Arrange every line of the records below as a Markdown table with two columns, Row and Line, numbering the rows in order and leaving out blank lines.
--- START ---
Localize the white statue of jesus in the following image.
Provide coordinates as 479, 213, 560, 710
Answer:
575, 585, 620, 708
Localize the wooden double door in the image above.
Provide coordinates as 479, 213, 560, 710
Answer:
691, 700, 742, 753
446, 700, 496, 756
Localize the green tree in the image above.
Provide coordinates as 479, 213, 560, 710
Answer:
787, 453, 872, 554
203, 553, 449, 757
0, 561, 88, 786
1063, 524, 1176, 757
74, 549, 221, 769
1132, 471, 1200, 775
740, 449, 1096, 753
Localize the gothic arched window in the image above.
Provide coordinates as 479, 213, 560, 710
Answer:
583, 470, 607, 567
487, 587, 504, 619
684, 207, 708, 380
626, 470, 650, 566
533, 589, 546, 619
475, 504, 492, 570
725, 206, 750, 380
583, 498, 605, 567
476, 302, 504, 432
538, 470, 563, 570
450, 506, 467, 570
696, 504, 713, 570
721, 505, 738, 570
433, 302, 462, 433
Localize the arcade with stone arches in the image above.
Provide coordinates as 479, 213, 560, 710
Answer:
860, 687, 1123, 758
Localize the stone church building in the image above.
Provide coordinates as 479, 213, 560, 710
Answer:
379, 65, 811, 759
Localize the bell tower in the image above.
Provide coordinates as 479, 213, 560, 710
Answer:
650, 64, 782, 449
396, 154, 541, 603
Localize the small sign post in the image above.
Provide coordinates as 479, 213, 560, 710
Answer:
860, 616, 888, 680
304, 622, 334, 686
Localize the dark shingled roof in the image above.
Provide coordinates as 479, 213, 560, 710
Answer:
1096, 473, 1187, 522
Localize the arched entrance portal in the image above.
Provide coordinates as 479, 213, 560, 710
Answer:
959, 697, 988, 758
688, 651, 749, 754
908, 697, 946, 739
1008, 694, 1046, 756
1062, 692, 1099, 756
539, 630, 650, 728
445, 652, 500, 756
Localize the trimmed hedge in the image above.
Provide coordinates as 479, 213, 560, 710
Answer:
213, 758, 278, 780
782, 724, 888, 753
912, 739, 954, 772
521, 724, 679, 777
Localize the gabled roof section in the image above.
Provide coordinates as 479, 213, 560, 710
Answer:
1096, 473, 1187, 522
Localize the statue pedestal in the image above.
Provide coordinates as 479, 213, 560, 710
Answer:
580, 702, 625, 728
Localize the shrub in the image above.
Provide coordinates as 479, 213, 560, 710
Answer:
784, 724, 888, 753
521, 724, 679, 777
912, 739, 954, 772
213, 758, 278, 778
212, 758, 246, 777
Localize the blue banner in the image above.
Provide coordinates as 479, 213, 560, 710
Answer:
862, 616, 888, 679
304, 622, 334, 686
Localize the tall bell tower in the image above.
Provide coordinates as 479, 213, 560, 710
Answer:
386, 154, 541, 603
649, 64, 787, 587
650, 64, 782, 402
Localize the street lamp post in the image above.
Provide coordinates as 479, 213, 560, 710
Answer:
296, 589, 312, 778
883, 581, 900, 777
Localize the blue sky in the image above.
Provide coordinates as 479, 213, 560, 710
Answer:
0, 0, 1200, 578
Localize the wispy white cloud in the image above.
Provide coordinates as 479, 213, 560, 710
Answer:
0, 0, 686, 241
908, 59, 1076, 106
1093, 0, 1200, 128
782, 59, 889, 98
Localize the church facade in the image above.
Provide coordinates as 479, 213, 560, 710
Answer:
--- END ---
**WORKED SOLUTION**.
| Row | Line |
|---|---|
| 1 | Localize the white statue of jesus in the following image. |
| 2 | Provide coordinates as 479, 213, 560, 710 |
| 3 | Answer: |
| 4 | 575, 585, 620, 708 |
| 5 | Localize the wooden double door in the image above. |
| 6 | Provide coordinates as 479, 213, 560, 710 |
| 7 | Answer: |
| 8 | 691, 700, 742, 753 |
| 9 | 446, 700, 496, 756 |
| 10 | Localize the green tree in the image above. |
| 11 | Provide coordinates as 479, 213, 560, 710 |
| 12 | Answer: |
| 13 | 787, 453, 872, 554 |
| 14 | 203, 553, 449, 757 |
| 15 | 0, 561, 88, 786 |
| 16 | 1063, 524, 1176, 757 |
| 17 | 74, 549, 221, 769 |
| 18 | 1132, 471, 1200, 775 |
| 19 | 740, 449, 1096, 753 |
| 20 | Localize the gothic arched window in the image above. |
| 21 | Provide coordinates as 479, 213, 560, 710 |
| 22 | Answer: |
| 23 | 583, 470, 607, 567 |
| 24 | 487, 587, 504, 619 |
| 25 | 684, 207, 708, 380 |
| 26 | 626, 470, 650, 566 |
| 27 | 533, 589, 546, 619 |
| 28 | 475, 504, 492, 570 |
| 29 | 725, 206, 750, 380 |
| 30 | 583, 498, 605, 567 |
| 31 | 476, 302, 504, 432 |
| 32 | 538, 470, 563, 570 |
| 33 | 450, 506, 467, 570 |
| 34 | 696, 504, 713, 570 |
| 35 | 721, 505, 738, 570 |
| 36 | 433, 302, 462, 433 |
| 37 | Localize the arcade with stone arches in the image above. |
| 38 | Provide coordinates as 479, 213, 560, 710 |
| 39 | Answer: |
| 40 | 860, 687, 1123, 758 |
| 41 | Localize the stone church building in the image above. |
| 42 | Provide coordinates as 479, 213, 560, 710 |
| 43 | Answer: |
| 44 | 379, 65, 811, 759 |
| 45 | Localize the bell tower in the image above. |
| 46 | Provide coordinates as 479, 213, 560, 710 |
| 47 | Answer: |
| 48 | 650, 64, 782, 449 |
| 49 | 396, 154, 541, 603 |
| 50 | Localize the small sign post in the image above. |
| 51 | Provide coordinates as 479, 213, 560, 710 |
| 52 | Answer: |
| 53 | 860, 616, 888, 680 |
| 54 | 304, 622, 334, 686 |
| 55 | Localize the dark shingled roof in the image above. |
| 56 | Provide coordinates as 479, 213, 560, 710 |
| 57 | Answer: |
| 58 | 1096, 473, 1187, 522 |
| 59 | Localize the arched entrance portal in the image above. |
| 60 | Provide coordinates as 479, 213, 560, 710 |
| 61 | Answer: |
| 62 | 959, 697, 988, 758 |
| 63 | 688, 651, 749, 754 |
| 64 | 908, 697, 946, 739 |
| 65 | 1008, 694, 1046, 756 |
| 66 | 1062, 692, 1099, 756 |
| 67 | 539, 630, 650, 728 |
| 68 | 445, 652, 500, 756 |
| 69 | Localize the trimmed hedge in the image above. |
| 70 | Provide coordinates as 479, 213, 560, 710 |
| 71 | Answer: |
| 72 | 213, 758, 278, 780 |
| 73 | 782, 724, 888, 753 |
| 74 | 912, 739, 954, 772 |
| 75 | 521, 724, 679, 777 |
| 76 | Localize the gabled roof section in the image above. |
| 77 | Provide coordinates as 479, 213, 560, 710 |
| 78 | Answer: |
| 79 | 1096, 473, 1187, 522 |
| 80 | Localize the statue pedestal in the image above. |
| 81 | Provide coordinates as 479, 213, 560, 710 |
| 82 | Answer: |
| 83 | 580, 702, 625, 728 |
| 84 | Localize the shrub in the image above. |
| 85 | Provide coordinates as 479, 213, 560, 710 |
| 86 | Answer: |
| 87 | 784, 724, 888, 753 |
| 88 | 521, 724, 679, 777 |
| 89 | 912, 739, 954, 772 |
| 90 | 213, 758, 278, 778 |
| 91 | 212, 758, 246, 777 |
| 92 | Localize the blue banner in the image above. |
| 93 | Provide coordinates as 479, 213, 560, 710 |
| 94 | Answer: |
| 95 | 862, 616, 888, 679 |
| 96 | 304, 622, 334, 686 |
| 97 | Localize the tall bell tower in the image above. |
| 98 | Provide coordinates as 479, 213, 560, 710 |
| 99 | Answer: |
| 100 | 386, 154, 541, 603 |
| 101 | 649, 64, 787, 587 |
| 102 | 650, 64, 782, 402 |
| 103 | Localize the street lamp post in the image above. |
| 104 | Provide coordinates as 479, 213, 560, 710 |
| 105 | Answer: |
| 106 | 296, 589, 312, 778 |
| 107 | 883, 581, 900, 777 |
| 108 | Localize the blue sky in the image above. |
| 109 | Provide coordinates as 479, 213, 560, 710 |
| 110 | Answer: |
| 111 | 0, 0, 1200, 578 |
| 112 | Localize the wispy white cloud in the image above. |
| 113 | Provide coordinates as 479, 213, 560, 710 |
| 114 | Answer: |
| 115 | 0, 0, 686, 241 |
| 116 | 908, 59, 1076, 106 |
| 117 | 1093, 0, 1200, 128 |
| 118 | 782, 59, 889, 98 |
| 119 | Localize the church facade in the image above. |
| 120 | Provide coordinates as 479, 213, 560, 710 |
| 121 | Answer: |